▶ _EXTRACT TO READ_:
One of the campaign's defining images was a photo of a sick 4-year-old boy sleeping on a hospital floor because no beds were available. Johnson's initial failure to even look at the photo in an on-camera interview put him on the defensive, portraying him as being insensitive to the child's plight.
The photo, initially published by the Yorkshire Evening Post, swept across social media like a firestorm, injecting an explosive jolt into the political war of information in the final days of the campaign.
For many voters, the election offered an unpalatable choice. Both Johnson and Corbyn have personal approval ratings in negative territory, and both have been dogged by questions about their character.
Johnson has been confronted with past broken promises, untruths and offensive statements, from calling the children of single mothers "ignorant, aggressive and illegitimate" to comparing Muslim women who wear face-covering veils to "letter boxes."
In Uxbridge, the suburban London seat that Johnson represents in Parliament, Stefan Hay said he was voting for the prime minister despite his flaws.
"At the end of the day, whether you like him or not, with all of his eccentricities, I think he has leadership ability and I think he is the best man for the job, simple as that," Hay said. "The alternative would be excruciating."
Corbyn has been accused of allowing anti-Semitism to spread within the party. The 70-year-old left-winger is portrayed by opponents as an aging Marxist with unsavory past associations with Hamas and the IRA.

▶ _DATASET RECORDS_:
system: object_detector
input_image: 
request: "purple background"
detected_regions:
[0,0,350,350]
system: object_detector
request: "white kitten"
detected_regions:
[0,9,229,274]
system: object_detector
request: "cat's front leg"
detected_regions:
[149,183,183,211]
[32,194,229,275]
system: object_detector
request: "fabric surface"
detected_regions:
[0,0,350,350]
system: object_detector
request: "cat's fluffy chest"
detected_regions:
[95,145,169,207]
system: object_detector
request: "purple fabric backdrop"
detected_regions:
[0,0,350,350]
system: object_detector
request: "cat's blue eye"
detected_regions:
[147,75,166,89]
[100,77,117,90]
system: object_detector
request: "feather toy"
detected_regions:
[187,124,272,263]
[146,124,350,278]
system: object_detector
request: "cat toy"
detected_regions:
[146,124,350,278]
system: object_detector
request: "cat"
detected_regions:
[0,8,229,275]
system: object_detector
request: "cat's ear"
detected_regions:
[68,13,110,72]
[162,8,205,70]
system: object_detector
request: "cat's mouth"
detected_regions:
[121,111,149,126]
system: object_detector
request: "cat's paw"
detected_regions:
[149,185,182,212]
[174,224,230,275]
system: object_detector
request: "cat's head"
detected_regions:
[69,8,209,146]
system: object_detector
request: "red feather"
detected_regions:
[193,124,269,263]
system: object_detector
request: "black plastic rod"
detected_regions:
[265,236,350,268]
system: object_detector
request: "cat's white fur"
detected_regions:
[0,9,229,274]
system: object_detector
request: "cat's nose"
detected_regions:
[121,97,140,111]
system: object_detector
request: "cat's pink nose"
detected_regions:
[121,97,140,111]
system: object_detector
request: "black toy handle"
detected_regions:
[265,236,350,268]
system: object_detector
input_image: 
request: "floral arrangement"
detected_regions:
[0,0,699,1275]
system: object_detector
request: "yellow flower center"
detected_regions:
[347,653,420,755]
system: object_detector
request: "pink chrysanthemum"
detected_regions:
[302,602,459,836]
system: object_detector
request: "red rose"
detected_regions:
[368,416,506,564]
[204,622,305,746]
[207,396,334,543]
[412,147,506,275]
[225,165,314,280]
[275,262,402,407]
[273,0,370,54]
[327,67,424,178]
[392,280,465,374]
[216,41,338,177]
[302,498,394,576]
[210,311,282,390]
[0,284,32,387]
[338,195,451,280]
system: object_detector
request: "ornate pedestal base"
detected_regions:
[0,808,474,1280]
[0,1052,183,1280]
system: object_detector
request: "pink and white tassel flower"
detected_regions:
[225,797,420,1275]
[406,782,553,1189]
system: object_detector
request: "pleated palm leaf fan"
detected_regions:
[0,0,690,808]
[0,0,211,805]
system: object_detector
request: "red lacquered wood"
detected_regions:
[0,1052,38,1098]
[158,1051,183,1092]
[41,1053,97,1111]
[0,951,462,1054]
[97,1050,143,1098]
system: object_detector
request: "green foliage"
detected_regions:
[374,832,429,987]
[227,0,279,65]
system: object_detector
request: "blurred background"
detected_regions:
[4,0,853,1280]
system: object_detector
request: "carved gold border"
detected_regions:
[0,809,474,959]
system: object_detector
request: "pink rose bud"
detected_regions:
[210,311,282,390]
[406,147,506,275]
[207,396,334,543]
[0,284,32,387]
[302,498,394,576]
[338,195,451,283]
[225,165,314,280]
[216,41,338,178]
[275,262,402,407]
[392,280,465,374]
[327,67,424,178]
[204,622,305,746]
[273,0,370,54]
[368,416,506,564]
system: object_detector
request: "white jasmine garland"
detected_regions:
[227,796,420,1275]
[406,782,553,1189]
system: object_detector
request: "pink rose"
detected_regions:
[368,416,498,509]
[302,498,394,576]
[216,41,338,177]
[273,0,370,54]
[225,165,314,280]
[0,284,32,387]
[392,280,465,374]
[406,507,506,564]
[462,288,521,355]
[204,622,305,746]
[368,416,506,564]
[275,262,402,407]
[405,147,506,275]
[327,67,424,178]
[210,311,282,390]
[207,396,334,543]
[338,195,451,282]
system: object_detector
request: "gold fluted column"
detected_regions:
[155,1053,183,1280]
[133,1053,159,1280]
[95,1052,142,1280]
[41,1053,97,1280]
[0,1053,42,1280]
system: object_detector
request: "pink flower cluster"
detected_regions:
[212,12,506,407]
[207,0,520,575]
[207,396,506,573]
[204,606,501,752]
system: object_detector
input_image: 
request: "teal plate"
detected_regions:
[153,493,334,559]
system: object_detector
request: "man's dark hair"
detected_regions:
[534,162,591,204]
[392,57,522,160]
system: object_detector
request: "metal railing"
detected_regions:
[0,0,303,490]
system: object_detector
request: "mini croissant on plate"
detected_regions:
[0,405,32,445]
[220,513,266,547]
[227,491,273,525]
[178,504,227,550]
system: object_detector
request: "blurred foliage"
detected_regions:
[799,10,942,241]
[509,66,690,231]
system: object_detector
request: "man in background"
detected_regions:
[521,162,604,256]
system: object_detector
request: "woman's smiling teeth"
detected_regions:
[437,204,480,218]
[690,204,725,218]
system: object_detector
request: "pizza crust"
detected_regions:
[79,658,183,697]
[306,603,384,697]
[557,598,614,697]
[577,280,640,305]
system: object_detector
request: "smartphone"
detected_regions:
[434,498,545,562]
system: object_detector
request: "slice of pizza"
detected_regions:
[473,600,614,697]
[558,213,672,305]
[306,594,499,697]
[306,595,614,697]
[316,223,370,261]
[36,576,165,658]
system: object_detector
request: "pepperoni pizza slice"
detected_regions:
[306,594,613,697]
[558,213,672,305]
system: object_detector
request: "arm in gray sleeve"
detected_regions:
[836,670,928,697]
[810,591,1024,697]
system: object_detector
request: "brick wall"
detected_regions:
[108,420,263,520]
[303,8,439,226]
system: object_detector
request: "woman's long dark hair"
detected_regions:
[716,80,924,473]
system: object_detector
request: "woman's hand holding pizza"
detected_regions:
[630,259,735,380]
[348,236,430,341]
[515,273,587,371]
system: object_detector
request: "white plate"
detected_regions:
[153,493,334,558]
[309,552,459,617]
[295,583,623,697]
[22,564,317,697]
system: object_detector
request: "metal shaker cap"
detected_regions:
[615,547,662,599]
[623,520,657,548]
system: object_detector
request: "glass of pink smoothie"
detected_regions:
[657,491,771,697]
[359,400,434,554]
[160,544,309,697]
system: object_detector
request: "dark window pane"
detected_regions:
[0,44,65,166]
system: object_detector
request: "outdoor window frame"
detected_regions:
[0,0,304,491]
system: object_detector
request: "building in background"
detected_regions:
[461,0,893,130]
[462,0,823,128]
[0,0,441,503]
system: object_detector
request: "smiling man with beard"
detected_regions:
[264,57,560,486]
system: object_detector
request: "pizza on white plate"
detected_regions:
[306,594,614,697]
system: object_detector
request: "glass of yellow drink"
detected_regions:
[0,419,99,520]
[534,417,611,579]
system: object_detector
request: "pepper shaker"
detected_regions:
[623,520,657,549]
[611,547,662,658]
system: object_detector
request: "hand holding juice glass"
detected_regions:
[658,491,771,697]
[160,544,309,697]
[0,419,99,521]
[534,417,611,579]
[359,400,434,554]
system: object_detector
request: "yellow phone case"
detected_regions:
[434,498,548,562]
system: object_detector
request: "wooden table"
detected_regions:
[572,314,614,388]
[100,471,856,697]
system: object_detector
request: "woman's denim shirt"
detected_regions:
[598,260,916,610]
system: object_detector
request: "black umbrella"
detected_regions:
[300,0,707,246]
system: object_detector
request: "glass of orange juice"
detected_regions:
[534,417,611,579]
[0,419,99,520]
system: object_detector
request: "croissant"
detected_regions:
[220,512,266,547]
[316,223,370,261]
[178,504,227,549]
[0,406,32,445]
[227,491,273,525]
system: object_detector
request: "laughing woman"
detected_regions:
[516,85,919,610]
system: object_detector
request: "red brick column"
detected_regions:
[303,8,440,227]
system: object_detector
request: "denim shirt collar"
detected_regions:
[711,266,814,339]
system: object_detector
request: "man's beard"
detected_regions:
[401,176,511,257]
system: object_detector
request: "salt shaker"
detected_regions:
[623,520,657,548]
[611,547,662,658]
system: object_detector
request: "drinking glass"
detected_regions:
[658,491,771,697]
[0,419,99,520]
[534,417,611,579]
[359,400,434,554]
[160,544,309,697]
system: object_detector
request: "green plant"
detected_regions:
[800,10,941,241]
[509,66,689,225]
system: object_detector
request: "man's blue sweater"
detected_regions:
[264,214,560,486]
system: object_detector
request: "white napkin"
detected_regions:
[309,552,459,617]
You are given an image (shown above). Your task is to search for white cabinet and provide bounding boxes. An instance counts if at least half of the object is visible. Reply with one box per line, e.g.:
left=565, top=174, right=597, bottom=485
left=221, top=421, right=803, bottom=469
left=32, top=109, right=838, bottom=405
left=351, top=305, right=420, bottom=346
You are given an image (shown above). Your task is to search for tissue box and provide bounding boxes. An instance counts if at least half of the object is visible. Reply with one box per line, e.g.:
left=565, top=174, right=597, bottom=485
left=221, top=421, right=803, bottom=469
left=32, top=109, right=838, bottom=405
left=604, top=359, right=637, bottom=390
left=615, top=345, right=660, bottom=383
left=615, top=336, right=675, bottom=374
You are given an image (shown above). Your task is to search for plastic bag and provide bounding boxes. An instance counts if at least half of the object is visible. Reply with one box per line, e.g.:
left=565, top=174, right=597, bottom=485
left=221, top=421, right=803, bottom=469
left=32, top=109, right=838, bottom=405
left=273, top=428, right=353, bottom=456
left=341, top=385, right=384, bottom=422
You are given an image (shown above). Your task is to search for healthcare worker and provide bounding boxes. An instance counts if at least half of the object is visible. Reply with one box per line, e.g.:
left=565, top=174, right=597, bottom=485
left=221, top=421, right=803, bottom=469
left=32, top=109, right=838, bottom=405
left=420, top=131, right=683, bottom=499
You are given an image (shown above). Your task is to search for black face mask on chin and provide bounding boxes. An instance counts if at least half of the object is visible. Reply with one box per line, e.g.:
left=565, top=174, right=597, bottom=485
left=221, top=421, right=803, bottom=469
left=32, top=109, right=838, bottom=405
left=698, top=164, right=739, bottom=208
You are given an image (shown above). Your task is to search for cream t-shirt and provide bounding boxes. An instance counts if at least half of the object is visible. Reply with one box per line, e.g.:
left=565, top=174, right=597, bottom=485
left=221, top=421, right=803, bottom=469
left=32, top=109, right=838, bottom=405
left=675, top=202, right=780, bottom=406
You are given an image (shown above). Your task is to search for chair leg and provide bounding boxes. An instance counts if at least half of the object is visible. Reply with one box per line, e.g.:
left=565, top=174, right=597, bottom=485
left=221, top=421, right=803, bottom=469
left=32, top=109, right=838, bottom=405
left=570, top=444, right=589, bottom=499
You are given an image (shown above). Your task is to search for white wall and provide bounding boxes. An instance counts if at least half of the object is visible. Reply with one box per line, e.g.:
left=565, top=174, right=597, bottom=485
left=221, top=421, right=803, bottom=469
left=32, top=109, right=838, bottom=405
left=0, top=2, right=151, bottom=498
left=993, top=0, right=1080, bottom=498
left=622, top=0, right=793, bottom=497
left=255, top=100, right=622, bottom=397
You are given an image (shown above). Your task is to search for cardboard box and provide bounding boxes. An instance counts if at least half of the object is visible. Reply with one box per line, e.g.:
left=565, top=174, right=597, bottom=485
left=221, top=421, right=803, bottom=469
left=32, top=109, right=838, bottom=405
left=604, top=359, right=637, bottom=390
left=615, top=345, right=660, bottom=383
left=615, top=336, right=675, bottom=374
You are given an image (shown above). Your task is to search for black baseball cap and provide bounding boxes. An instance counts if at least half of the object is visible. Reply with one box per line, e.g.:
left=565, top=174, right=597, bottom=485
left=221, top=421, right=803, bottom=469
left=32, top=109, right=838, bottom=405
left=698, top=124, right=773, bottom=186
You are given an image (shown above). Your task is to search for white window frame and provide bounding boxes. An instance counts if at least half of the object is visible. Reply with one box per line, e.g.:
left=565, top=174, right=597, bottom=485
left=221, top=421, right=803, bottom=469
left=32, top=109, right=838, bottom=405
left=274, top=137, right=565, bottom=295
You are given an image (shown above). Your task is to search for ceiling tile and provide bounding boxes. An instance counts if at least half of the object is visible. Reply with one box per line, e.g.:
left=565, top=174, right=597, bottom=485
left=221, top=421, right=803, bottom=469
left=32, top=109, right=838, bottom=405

▶ _ACTIVITY_: Carry on the election report about Johnson and Corbyn, starting after its final sentence. The records have no connection to the election report.

▶ _RESPONSE TO THE EXERCISE_:
With so much at stake, political parties have pushed the boundaries of truth, transparency and reality during five weeks of campaigning.
Social media platforms were a critical battleground, as the parties bombarded voters with social media messages — many of which were misleading.
The Conservatives, in particular, were criticized for using underhanded tactics on social media. The party circulated a doctored video that made it look as if an opposition leader had been stumped when asked about his position on Brexit. Then during a TV debate, the party re-branded its press office Twitter account as a fact-checking service.
Labour also sought to co-opt the role of independent fact-checker, rolling out a website called The Insider, which urged voters to "trust the facts."
Rasmus Kleis Nielsen, director of the Reuters Institute for the Study of Journalism at the University of Oxford, said the digital campaign showed that the political landscape had changed.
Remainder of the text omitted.